→ Work to complete
Copy out the lines below, from the line with "Target: man in suit" up to and including the line with "column 49, row 163", changing "fedora hat" to "top hat" and leaving everything else the same.

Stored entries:
============================================================
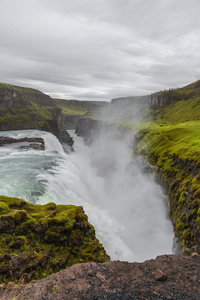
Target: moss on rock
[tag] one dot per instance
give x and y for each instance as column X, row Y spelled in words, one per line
column 38, row 240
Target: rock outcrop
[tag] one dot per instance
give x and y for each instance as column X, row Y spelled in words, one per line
column 174, row 277
column 38, row 240
column 25, row 143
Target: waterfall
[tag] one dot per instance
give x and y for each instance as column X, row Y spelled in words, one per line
column 125, row 205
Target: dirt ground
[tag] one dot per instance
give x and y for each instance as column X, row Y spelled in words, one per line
column 166, row 277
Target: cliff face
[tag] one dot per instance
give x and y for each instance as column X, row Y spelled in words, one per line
column 24, row 108
column 171, row 142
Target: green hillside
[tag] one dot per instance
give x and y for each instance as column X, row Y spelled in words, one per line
column 170, row 138
column 25, row 108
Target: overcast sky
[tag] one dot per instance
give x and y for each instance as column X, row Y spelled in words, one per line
column 99, row 49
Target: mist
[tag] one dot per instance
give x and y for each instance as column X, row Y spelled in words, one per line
column 125, row 189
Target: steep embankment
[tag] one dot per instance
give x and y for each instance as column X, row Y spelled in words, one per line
column 38, row 240
column 74, row 110
column 171, row 141
column 25, row 108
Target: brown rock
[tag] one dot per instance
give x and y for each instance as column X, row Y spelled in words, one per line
column 160, row 276
column 116, row 281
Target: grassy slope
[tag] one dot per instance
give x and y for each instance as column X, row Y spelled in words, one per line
column 24, row 112
column 171, row 140
column 38, row 240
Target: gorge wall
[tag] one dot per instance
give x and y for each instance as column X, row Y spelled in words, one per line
column 24, row 108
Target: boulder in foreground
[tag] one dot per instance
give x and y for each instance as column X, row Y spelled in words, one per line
column 116, row 281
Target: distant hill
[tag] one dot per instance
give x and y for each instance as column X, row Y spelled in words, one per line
column 24, row 108
column 74, row 110
column 169, row 137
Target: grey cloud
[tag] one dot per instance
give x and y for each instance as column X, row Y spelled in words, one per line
column 99, row 49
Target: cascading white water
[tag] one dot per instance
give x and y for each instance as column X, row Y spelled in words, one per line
column 126, row 206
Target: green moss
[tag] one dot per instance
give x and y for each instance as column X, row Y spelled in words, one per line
column 43, row 239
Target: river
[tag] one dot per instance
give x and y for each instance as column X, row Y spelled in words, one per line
column 123, row 202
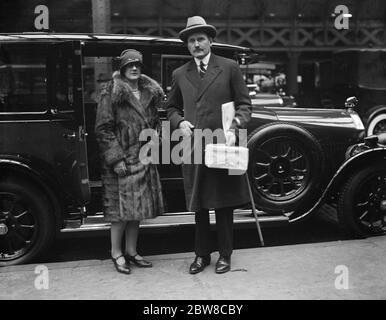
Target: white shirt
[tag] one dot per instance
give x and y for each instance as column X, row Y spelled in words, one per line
column 205, row 61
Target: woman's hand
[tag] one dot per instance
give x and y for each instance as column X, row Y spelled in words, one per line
column 186, row 128
column 120, row 169
column 230, row 138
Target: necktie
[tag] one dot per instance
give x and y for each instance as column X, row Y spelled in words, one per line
column 202, row 69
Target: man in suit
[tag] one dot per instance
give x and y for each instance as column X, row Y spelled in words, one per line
column 198, row 90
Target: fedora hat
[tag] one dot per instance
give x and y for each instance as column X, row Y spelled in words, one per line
column 197, row 24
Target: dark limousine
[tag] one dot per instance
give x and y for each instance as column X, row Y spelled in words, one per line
column 49, row 163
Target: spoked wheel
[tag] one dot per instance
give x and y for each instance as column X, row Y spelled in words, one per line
column 362, row 202
column 26, row 225
column 285, row 165
column 282, row 169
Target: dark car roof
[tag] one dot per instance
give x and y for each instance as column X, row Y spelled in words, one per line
column 31, row 36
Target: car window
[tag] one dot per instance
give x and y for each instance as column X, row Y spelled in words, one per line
column 23, row 77
column 168, row 64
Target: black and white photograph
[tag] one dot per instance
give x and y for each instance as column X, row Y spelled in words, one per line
column 192, row 157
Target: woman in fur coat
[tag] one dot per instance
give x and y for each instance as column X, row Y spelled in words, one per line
column 131, row 188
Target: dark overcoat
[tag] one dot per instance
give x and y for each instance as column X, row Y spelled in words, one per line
column 199, row 101
column 120, row 119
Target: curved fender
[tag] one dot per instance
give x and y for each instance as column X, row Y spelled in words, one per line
column 38, row 172
column 359, row 160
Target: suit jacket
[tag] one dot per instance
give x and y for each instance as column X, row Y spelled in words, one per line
column 199, row 101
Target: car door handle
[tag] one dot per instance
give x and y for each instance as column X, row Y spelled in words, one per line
column 69, row 136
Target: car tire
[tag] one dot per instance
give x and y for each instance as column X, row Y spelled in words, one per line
column 285, row 168
column 26, row 222
column 362, row 202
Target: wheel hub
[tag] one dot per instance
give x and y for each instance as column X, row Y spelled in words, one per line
column 3, row 229
column 280, row 168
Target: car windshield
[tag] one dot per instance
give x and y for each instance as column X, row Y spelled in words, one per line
column 365, row 68
column 264, row 77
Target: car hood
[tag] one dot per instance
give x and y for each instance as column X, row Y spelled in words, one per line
column 267, row 100
column 309, row 116
column 321, row 117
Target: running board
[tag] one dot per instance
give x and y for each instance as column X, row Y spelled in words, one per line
column 242, row 218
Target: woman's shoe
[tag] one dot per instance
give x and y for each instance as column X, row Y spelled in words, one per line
column 122, row 268
column 142, row 263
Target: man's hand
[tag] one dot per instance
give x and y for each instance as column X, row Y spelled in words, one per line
column 230, row 138
column 186, row 128
column 120, row 169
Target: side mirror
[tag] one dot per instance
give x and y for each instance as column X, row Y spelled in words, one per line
column 351, row 103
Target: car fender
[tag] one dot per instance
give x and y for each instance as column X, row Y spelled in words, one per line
column 352, row 164
column 39, row 173
column 377, row 112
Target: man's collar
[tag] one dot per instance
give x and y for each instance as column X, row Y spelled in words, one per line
column 205, row 60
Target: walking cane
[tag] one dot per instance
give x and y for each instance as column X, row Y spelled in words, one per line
column 254, row 211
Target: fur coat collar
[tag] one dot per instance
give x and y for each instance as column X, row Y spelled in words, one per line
column 121, row 92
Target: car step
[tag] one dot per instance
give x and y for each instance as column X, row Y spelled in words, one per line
column 242, row 218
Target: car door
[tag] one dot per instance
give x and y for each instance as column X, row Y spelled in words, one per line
column 68, row 134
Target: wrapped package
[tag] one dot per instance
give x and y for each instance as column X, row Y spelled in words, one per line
column 222, row 156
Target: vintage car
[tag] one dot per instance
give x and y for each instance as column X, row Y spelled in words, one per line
column 362, row 198
column 359, row 72
column 49, row 160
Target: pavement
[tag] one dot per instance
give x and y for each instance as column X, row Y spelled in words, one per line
column 349, row 269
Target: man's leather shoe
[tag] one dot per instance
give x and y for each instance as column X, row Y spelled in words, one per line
column 142, row 263
column 199, row 264
column 223, row 264
column 122, row 268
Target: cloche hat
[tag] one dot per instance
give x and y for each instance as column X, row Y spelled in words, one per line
column 129, row 56
column 197, row 24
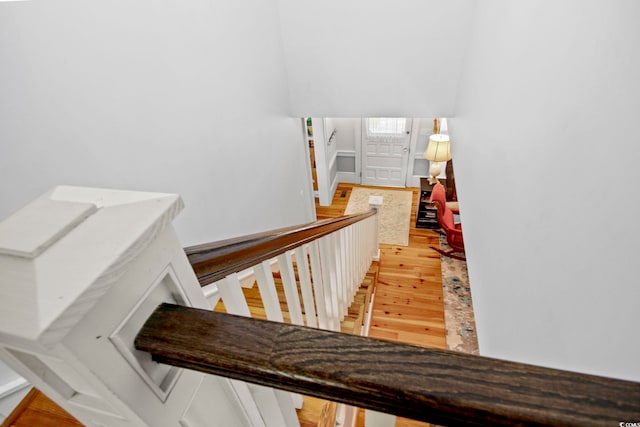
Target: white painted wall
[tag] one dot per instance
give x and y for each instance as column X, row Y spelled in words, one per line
column 160, row 96
column 374, row 58
column 546, row 145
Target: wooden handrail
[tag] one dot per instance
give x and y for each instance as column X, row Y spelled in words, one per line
column 437, row 386
column 214, row 261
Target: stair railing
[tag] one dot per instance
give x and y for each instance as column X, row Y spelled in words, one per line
column 437, row 386
column 81, row 269
column 321, row 266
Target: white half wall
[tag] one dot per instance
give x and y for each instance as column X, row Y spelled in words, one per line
column 189, row 98
column 546, row 145
column 374, row 58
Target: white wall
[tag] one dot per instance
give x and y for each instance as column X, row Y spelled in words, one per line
column 374, row 58
column 186, row 97
column 546, row 145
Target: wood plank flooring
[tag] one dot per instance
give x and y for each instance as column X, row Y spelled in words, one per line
column 408, row 305
column 408, row 308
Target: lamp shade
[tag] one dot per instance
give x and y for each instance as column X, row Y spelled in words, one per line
column 439, row 149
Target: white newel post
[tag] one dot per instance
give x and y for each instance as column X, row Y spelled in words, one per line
column 375, row 202
column 80, row 271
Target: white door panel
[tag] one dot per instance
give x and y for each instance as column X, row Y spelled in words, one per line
column 385, row 151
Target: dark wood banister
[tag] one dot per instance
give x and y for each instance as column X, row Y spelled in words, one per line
column 214, row 261
column 437, row 386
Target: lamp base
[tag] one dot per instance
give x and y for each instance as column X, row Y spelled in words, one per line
column 434, row 170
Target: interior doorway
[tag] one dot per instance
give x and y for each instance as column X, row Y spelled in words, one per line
column 385, row 151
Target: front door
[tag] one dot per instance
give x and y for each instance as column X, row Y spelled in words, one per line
column 385, row 151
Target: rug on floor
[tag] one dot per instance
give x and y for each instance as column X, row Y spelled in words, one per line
column 458, row 307
column 396, row 212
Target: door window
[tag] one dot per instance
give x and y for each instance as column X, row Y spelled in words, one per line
column 386, row 126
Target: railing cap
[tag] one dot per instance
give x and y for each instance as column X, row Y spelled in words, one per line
column 61, row 252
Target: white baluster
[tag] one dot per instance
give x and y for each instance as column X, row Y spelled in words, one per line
column 268, row 291
column 318, row 286
column 305, row 286
column 232, row 296
column 290, row 289
column 327, row 261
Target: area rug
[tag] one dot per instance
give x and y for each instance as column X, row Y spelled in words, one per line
column 458, row 307
column 396, row 212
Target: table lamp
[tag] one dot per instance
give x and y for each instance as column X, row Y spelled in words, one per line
column 438, row 150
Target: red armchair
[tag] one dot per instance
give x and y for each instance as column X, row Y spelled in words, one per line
column 452, row 231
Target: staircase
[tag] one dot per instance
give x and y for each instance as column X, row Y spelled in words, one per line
column 316, row 412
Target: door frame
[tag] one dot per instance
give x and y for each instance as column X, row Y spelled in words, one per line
column 361, row 152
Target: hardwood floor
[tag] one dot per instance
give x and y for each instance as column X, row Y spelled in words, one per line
column 408, row 305
column 408, row 308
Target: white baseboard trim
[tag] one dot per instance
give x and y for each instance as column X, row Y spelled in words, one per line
column 12, row 387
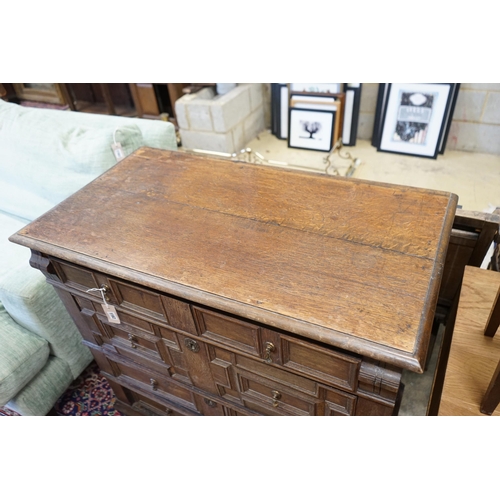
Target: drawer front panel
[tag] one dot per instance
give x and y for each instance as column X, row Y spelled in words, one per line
column 138, row 299
column 278, row 375
column 338, row 403
column 150, row 407
column 231, row 332
column 329, row 366
column 152, row 382
column 275, row 399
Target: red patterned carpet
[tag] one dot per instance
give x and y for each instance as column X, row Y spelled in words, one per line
column 89, row 395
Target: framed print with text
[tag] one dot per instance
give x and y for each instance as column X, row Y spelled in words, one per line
column 414, row 118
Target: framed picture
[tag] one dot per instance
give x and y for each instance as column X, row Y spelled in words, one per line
column 332, row 88
column 414, row 118
column 326, row 103
column 444, row 138
column 311, row 129
column 377, row 124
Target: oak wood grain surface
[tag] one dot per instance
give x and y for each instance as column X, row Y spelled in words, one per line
column 473, row 356
column 351, row 263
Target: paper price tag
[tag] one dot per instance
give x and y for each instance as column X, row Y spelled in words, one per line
column 118, row 151
column 111, row 313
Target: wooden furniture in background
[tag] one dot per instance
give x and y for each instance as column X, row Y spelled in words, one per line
column 473, row 356
column 471, row 237
column 53, row 93
column 156, row 100
column 492, row 396
column 101, row 98
column 247, row 290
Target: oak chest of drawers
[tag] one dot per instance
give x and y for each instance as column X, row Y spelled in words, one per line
column 246, row 290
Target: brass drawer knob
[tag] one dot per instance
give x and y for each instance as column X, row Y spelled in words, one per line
column 105, row 290
column 276, row 397
column 269, row 349
column 192, row 345
column 210, row 403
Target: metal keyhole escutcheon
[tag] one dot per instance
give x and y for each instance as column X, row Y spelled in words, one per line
column 192, row 345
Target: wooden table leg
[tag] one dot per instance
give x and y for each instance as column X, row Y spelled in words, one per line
column 492, row 396
column 494, row 320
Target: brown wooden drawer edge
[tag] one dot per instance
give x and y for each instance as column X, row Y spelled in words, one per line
column 102, row 354
column 95, row 300
column 379, row 381
column 156, row 397
column 163, row 308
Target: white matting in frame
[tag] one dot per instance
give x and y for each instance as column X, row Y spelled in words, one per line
column 311, row 129
column 414, row 118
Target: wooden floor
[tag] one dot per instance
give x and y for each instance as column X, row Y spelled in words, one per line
column 473, row 357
============================================================
→ Reply to the task
Target: man in suit
[tag] one dot per instance
give x and y for each instance as column X, row Y spelled in words, one per line
column 198, row 90
Target: top hat
[tag] one dot per instance
give x and y for each instance as column X, row Y spelled in words, one per line
column 197, row 24
Target: dark limousine
[tag] one dot per instance
give x and y for each instance as column X, row Y spelled in words, one per line
column 49, row 163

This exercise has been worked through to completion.